◆ Required work ◆
Please print the records below word for word.
Segment Start: Extracted information
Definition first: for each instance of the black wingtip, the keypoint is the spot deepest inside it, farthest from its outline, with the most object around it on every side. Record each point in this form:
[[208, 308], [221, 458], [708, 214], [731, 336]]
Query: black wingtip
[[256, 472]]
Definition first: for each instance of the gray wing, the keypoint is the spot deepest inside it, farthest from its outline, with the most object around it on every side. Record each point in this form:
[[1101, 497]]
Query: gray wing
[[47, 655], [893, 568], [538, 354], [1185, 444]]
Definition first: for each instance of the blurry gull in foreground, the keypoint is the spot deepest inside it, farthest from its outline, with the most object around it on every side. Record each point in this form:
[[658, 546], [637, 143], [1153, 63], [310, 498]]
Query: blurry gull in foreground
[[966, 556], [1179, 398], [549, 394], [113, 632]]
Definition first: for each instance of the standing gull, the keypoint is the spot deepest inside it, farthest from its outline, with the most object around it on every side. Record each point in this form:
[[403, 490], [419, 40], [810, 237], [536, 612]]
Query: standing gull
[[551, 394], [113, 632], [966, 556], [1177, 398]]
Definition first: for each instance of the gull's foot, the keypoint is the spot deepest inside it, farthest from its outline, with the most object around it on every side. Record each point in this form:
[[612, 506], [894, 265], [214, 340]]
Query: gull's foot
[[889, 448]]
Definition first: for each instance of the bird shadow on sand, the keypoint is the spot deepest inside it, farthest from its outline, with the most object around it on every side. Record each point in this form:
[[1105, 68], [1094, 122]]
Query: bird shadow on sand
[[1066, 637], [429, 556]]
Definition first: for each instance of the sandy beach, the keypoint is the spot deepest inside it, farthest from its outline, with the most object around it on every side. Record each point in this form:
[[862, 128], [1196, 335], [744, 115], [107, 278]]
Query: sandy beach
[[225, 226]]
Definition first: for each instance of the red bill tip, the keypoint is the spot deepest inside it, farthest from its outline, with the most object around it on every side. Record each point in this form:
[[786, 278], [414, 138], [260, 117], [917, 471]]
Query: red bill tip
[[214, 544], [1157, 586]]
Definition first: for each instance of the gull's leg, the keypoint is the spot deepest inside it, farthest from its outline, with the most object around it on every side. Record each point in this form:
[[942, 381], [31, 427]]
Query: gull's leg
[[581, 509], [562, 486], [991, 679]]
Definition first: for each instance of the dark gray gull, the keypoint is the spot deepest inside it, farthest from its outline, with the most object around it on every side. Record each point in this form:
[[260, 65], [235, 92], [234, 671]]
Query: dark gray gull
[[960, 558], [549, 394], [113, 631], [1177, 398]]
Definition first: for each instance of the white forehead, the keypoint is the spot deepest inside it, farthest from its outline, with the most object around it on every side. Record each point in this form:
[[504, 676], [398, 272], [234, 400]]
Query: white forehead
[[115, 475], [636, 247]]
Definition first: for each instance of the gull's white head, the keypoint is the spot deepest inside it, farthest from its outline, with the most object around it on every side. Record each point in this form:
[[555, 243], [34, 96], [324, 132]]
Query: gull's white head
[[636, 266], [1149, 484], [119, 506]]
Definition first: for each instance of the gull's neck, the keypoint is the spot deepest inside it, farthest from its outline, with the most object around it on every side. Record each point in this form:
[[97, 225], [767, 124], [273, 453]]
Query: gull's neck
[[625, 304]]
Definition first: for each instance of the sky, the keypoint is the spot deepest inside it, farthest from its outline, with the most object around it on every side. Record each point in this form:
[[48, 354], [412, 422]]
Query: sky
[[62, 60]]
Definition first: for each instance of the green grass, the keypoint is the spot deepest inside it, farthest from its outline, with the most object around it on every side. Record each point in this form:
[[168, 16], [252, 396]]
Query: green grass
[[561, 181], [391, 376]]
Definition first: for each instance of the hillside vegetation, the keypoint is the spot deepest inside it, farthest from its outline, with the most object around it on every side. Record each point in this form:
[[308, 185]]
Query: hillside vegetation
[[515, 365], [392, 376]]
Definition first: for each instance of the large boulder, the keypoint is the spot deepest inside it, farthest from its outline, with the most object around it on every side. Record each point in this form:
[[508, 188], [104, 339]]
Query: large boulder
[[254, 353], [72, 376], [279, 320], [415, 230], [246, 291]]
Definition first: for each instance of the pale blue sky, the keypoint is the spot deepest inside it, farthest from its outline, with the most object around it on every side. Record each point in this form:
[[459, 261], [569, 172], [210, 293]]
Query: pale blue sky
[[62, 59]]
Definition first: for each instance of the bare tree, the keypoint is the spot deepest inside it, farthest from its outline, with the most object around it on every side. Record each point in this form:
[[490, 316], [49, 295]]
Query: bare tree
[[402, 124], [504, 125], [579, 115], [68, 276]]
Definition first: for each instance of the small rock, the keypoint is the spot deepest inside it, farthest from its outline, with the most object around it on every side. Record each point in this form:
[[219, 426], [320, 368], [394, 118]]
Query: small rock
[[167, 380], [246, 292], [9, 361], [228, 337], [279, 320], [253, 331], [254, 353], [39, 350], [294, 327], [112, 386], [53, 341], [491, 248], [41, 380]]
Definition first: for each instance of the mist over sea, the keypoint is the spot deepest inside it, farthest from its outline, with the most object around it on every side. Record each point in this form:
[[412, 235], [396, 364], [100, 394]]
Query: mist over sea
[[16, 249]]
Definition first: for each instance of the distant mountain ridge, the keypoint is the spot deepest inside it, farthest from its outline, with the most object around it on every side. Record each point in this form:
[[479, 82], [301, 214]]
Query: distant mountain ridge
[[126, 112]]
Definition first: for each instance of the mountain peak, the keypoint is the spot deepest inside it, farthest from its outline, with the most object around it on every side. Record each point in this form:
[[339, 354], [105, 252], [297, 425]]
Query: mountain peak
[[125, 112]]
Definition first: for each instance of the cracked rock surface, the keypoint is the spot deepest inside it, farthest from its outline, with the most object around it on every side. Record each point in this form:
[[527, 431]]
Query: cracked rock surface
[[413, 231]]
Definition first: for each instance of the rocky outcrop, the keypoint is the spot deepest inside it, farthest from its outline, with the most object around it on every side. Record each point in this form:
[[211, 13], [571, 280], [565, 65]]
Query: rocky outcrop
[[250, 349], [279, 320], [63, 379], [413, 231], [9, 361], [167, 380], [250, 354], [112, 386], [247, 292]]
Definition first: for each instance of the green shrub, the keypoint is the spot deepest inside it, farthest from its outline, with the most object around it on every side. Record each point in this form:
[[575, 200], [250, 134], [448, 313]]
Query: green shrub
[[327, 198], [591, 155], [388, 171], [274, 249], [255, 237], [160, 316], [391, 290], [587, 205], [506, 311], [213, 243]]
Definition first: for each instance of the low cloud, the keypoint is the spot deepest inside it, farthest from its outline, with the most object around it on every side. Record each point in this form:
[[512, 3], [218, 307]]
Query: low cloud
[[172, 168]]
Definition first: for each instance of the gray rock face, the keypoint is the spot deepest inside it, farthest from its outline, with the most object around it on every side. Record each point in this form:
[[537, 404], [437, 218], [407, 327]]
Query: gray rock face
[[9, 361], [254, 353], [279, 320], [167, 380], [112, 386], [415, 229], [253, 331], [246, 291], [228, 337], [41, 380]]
Segment End: Extracted information
◆ Result for this task ◆
Definition first: for each instance of the black wingtip, the keypoint is the spot deepest inside it, farthest from its outline, with the most object around it on every side. Record each point in this form:
[[208, 308], [221, 458], [708, 214], [731, 336]]
Query: black wingtip
[[256, 472]]
Definition first: for each instance of the gray wing, the keypoint is the spot deepest inside it, farthest from its outline, with the most object around it on every side. Record each point in this form:
[[1101, 497]]
Query: gray wing
[[47, 655], [893, 568], [538, 354], [1185, 444]]
Definition first: for each instance of the blurry gull in foreground, the keypoint is the spot deepest inside it, farthest from its outline, with the most object around it on every side. Record each point in this form:
[[658, 546], [637, 143], [1153, 63], [310, 498]]
Query: blurry gull in foreground
[[966, 556], [1179, 398], [549, 394], [113, 632]]
Definition first: for each instance of the standing gull, the keypoint is the spot deepest inside it, farthest from its outline, with the most object around it on every side. Record each point in this form:
[[403, 490], [419, 40], [810, 237], [536, 612]]
Query: standing gull
[[551, 394], [113, 632], [966, 556], [1177, 398]]
Definition first: for each instance of the gull's foot, the keypoint is the spot deepest inside it, farthest from its outline, with the most object around it on every side. Record each point in this form:
[[612, 506], [894, 265], [214, 340]]
Query: gull's foot
[[889, 448]]
Definition first: for each instance of the bird shadow on sand, the keypoint is the spot deepest inside it, farthest from its outline, with the most object around it on every side. Record each point in this form:
[[1105, 68], [1094, 122]]
Query: bird shadow on sand
[[1066, 637], [429, 556]]
Definition first: for each instance of the sandy beach, the keypoint is the spot deepest inside it, farthest from its outline, with the most object around it on every side. Record each point in this form:
[[862, 128], [1196, 335], [744, 115], [107, 278]]
Query: sandy beach
[[225, 226]]
Definition first: for each instance of the red bill tip, the keypoint is the spot deepest inside it, farthest from its outline, with the most object around it on every side. Record each point in this form:
[[786, 278], [414, 138], [260, 117], [917, 471]]
Query: red bill tip
[[214, 544], [1157, 586]]
Definition first: for each instance of the gull's leg, the keypoint is the spot deepest inside it, farthest from its outline, with the most object around it on every side. Record each point in this form:
[[942, 381], [31, 427]]
Query: gull's leg
[[581, 509], [562, 486], [991, 679]]
Definition first: for each instance of the dark gray gull, the keypoint is the spot deepest inside it, farthest from its outline, with the most object around it on every side. Record each point in this form:
[[260, 65], [235, 92], [234, 671]]
Query: dark gray gull
[[960, 558], [549, 394], [113, 631], [1177, 398]]
Definition first: for each instance of the white forehead, the keypoint is the spot deepest inside it, farthest from its outline, with the most object around it on every side. Record each point in this form:
[[504, 676], [398, 272], [234, 400]]
Query: white forehead
[[115, 475], [636, 247]]
Definition first: for each instance of the gull's white head, the keypoint is the spot deepest inside it, farthest from its outline, with the most object around it on every side. Record each point in this form:
[[555, 243], [34, 96], [324, 132]]
Query: gull's white head
[[636, 266], [1149, 484], [119, 506]]
Definition first: for each instance of the gull's neck, the keypoint is the spot deepest inside it, farthest from its outline, with the most object around it on every side. Record each point in this form:
[[97, 225], [767, 124], [273, 453]]
Query: gull's neck
[[625, 304]]
Definition first: for each instance of the sky, the keypoint is the spot deepest inside it, farthest from its outline, with the most object around it on every side. Record each point in this form:
[[48, 354], [412, 422]]
Query: sky
[[62, 60]]
Definition first: for each instance of the green grass, the keypoint is the spot deepest inside it, farthest from its outline, with the most object around it on every side. Record each point in this form:
[[168, 16], [252, 396]]
Query: green grass
[[561, 181], [391, 376]]
Definition first: for each instance of the hillside vegetation, the keypoint is the spot deepest inside it, farthest from its outline, with the most object around it on every side. Record each point in this form:
[[308, 185]]
Query: hillside vegetation
[[515, 365], [392, 376]]
Definition first: for each instance of the large boulder, the keypoint is the spot deepest inside it, farthest from its outline, with the most object around it on every side. Record each point in this form:
[[508, 188], [104, 339]]
Query: large boulder
[[254, 353], [72, 376], [279, 320], [415, 230], [246, 291]]
Definition first: for each instance of the pale blue sky, the keypoint is the spot deepest inside it, farthest from its outline, with the most object around it on every side. Record each point in this form:
[[459, 261], [569, 172], [210, 293]]
Query: pale blue sky
[[62, 59]]
Definition first: for each instance of the bare tree, the keypoint is the spot deepest inside it, farthest from its outline, with the most object around it on every side. Record each point in this form:
[[490, 316], [49, 295]]
Query: bare tree
[[402, 124], [504, 125], [579, 115], [68, 276]]
Definition first: for each instance of the small rock, the keypoint is the spot deepest inside it, farthest from its outline, with the most object around it on every side. Record each point in this form:
[[219, 426], [320, 368], [394, 118]]
Query: small rock
[[167, 380], [246, 292], [9, 361], [228, 337], [279, 320], [253, 331], [254, 353], [39, 350], [294, 327], [112, 386], [53, 341], [491, 248], [41, 380]]
Definition first: for each instance of the mist over sea, the keypoint is the spot deepest inside it, farthest from its outline, with the most object around it on every side. Record each point in this form:
[[412, 235], [396, 364], [100, 394]]
Query: mist over sea
[[16, 249]]
Definition first: for each instance of the distant mountain ridge, the keypoint is the spot deepest inside it, farthest from its outline, with the most object around it on every side. Record each point in this form:
[[479, 82], [301, 214]]
Query: distant mountain ridge
[[126, 112]]
Definition first: for each instance of the mountain peak, the keypoint is the spot deepest inside it, farthest from its outline, with the most object around it on every side. Record each point in this form:
[[339, 354], [105, 252], [297, 425]]
Query: mountain peak
[[125, 112]]
Definition first: for each instance of the cracked rock surface, the keypoint is the spot deepest inside it, farthest from its outline, with the most object around it on every side. Record each point in this form:
[[527, 431]]
Query: cracked rock surface
[[413, 231]]
Definition first: for each instance of the rocky outcrop, the keypoint is the spot deepest inside it, farthest from its outline, with the most object around it on every side. Record each point in this form:
[[211, 13], [571, 280], [565, 65]]
Query: rocky outcrop
[[250, 349], [279, 320], [63, 379], [413, 231], [9, 361], [167, 380], [250, 354], [112, 386], [247, 292]]
Definition first: for each instance of the green shrub, the keypoint is the spot deepest inside it, farthest from its outline, with the most object around it on every side. Record each point in this form:
[[575, 200], [250, 134], [448, 313]]
Query: green shrub
[[327, 198], [591, 155], [388, 171], [274, 249], [255, 237], [160, 316], [391, 290], [587, 205], [506, 311], [213, 243]]
Definition first: for each instance of the low cloud, the keypoint is the spot deepest inside it, farthest from its outline, with the most object around it on every side. Record each point in this form:
[[512, 3], [218, 307]]
Query: low cloud
[[172, 168]]
Definition first: for each instance of the gray rock face, the keypoint is the spot deepest inside it, farthest from its outline, with the most object around it on every side. Record each point in this form:
[[537, 404], [437, 218], [407, 327]]
Query: gray rock face
[[9, 361], [254, 353], [279, 320], [167, 380], [112, 386], [415, 229], [253, 331], [246, 291], [228, 337], [41, 380]]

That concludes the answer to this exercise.